▶ [TASK INPUTS]:
+++
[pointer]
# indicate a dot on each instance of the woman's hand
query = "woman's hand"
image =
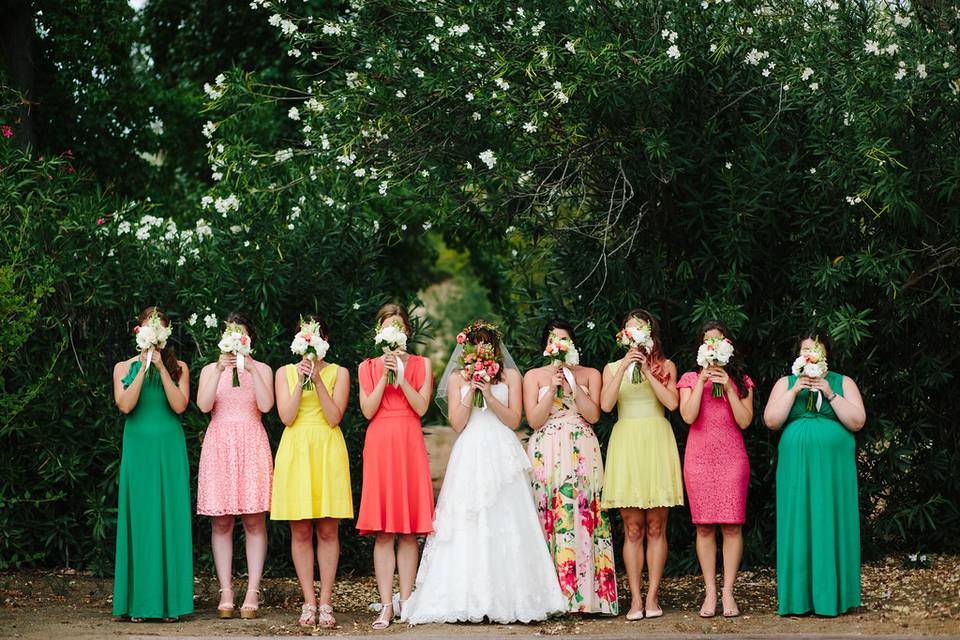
(225, 361)
(309, 368)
+++
▶ [GIVEN INSTRUCTION]: Copy the lines above word for word, leaving out the picture.

▶ [WRITTEN ANSWER]:
[pointer]
# indicate a dot on each instance of the woman's hand
query = "woman's hand"
image =
(225, 361)
(309, 368)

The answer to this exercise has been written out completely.